Given request -> Carry on the accounting notes on revenue recognition and the Engsolve equity investment from the point at which they end.

Extracted text ->
## begin

Entities in which the Company has a long-term interest and
shares control under a contractual arrangement are classified as
jointly controlled entities.
1.5. Revenue
The Group provides engineering services for the application of
the DMG technology, the intellectual property that the Group owns.
Revenue from providing services is recognised in the accounting
period in which services are rendered. For fixed-price contracts,
revenue is recognised based on the actual service provided to the
end of the reporting period as a proportion of the total services
to be provided to the extent to which the customer receives the
benefits. This is determined based on the actual labour hours spent
relative to the total expected labour hours.
Where a contract includes multiple performance obligations as
specified by the work scope, the transaction price will be
allocated to each performance obligation based on the estimated
expected cost-plus margin.
Estimates of revenues, costs, or extent of progress toward
completion of services are revised if circumstances change. Any
resulting increases or decreases in estimated revenues or costs are
reflected in profit or loss in the period in which the
circumstances that give rise to the revision become known by
management.
In the case of fixed-price contracts, the customer pays the
fixed amount based on a payment schedule. If the services rendered
by the Group exceed the payment, a contract asset is recognised. If
the payments exceed the services rendered, a contact liability is
recognised.
If a contract includes an hourly fee, revenue is recognised in
the amount to which the Group has a right to invoice.
2. FAIR VALUE GAIN ON EQUITY INVESTMENT
On 12 August 2021, the Company acquired a 48.39% interest in
Engsolve Limited, an engineering consultancy company incorporated
and operating in England and Wales. On 21 June 2023, the Company
completed the acquisition of the balance of the issued share
capital of Engsolve (51.61%). The previous shareholding in Engsolve
(48.39%) was subsequently revalued leading to a fair value gain of
GBP282,150 on the original shareholding. Please refer to note 8
below.

## end

Recorded information ->
## begin

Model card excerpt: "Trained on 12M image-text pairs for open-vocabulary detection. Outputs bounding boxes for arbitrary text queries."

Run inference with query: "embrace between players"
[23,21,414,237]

## end

Task result ->
3. impairment of INTER Company loans & transactions
Prior to December 2022 the Company entered into transactions
with Protos to provide funding via a loan facility with the balance
at 31 December of GBP2,159,274 and also made sales to Protos of
GBP986,392. It was determined by the Company on 31 December 2022
that these amounts were no longer recoverable and were therefore
written off within the Company. The write off of the loan
facilities has been recognised against capitalised development
expenditure in the sum of GBP2,692,649. The remaining GBP453,017
has been written off to the profit and loss account in the
consolidated financial statements. This write off was to reflect
the impairment of the transactions with the understanding of the
fact that the impairment maybe unwound should Protos achieve
sufficient results to be able to repay the loan and sales.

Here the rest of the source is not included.